── 選定抜粋
なので、部分的にはF-35を超える能力があったとしても、基本的には比較的安くてそこそこの能力の戦闘機、ハッキリ言えばステルス版F-16が開発されるということです。ただ、日本やイギリス、イタリアのように領海と排他的経済水域が広い島国や半島国家は、双発エンジンで片方が故障してももう片方でなんとか帰還できるとか、スピードはイマイチでも長距離を飛行できるとか、機動性がよく小回りがきくとか、対艦ミサイルを多めに搭載できるとか、そういう部分ではF-35以上の性能はあるかもしれません。でもまぁ、全体的にはそこまでの高性能はないでしょう。マルチロール機ではあるでしょうけれど。
────
課題文: 上の戦闘機開発に関する抜粋のうち、「なので、部分的にはF-35を」を含む語句で始まり「ル機ではあるでしょうけれど。」で終わる部分を正確に書き写すこと。
── 提供項目
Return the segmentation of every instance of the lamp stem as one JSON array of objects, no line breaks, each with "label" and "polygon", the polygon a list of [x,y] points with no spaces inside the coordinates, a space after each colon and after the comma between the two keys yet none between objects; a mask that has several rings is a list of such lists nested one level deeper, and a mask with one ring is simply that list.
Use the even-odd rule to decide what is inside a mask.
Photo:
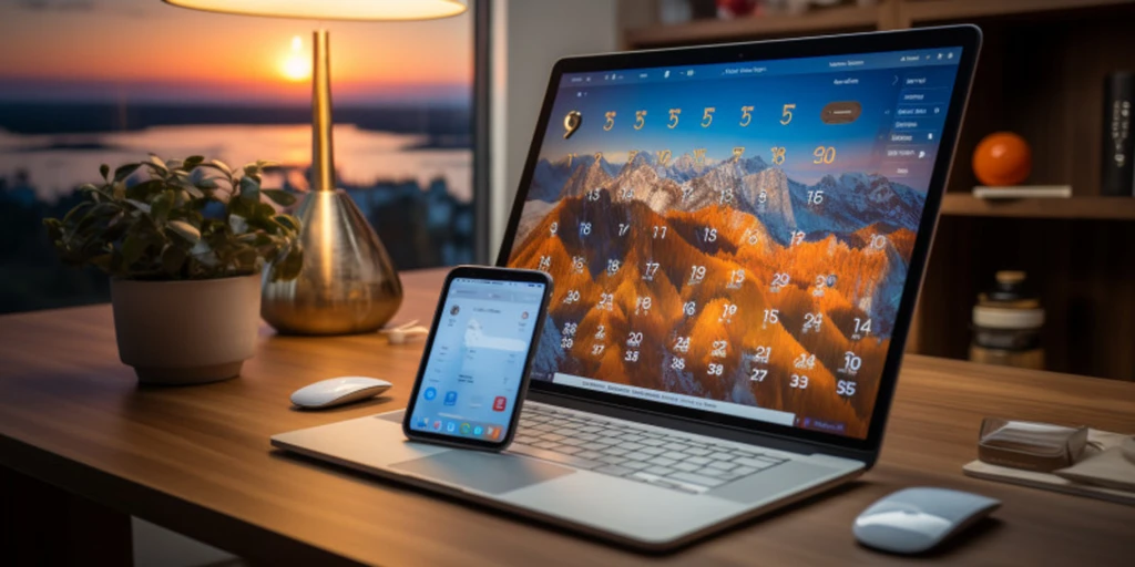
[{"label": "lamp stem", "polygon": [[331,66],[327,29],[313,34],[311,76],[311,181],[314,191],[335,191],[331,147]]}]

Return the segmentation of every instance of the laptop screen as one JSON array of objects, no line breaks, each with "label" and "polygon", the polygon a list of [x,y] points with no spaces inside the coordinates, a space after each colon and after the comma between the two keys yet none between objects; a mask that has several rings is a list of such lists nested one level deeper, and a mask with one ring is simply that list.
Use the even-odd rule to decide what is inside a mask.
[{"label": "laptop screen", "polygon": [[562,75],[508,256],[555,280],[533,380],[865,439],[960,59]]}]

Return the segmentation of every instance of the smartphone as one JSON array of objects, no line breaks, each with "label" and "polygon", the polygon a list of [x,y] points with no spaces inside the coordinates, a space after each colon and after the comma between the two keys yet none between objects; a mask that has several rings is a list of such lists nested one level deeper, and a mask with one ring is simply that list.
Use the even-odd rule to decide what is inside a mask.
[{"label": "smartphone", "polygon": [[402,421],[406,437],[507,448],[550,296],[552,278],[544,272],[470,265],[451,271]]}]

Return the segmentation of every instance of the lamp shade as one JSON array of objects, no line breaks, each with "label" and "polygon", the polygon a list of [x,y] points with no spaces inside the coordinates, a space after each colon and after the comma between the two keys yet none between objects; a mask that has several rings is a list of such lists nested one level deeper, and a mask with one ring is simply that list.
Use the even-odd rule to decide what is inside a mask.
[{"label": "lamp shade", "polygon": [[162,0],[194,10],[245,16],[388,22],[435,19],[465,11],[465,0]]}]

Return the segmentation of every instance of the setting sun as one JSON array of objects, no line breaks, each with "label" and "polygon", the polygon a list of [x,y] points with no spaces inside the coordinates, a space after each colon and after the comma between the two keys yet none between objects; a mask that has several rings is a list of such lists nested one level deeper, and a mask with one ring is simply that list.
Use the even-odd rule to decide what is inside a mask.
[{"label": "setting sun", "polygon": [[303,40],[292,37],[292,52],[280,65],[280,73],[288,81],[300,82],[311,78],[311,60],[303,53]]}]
────
解答:
なので、部分的にはF-35を超える能力があったとしても、基本的には比較的安くてそこそこの能力の戦闘機、ハッキリ言えばステルス版F-16が開発されるということです。ただ、日本やイギリス、イタリアのように領海と排他的経済水域が広い島国や半島国家は、双発エンジンで片方が故障してももう片方でなんとか帰還できるとか、スピードはイマイチでも長距離を飛行できるとか、機動性がよく小回りがきくとか、対艦ミサイルを多めに搭載できるとか、そういう部分ではF-35以上の性能はあるかもしれません。でもまぁ、全体的にはそこまでの高性能はないでしょう。マルチロール機ではあるでしょうけれど。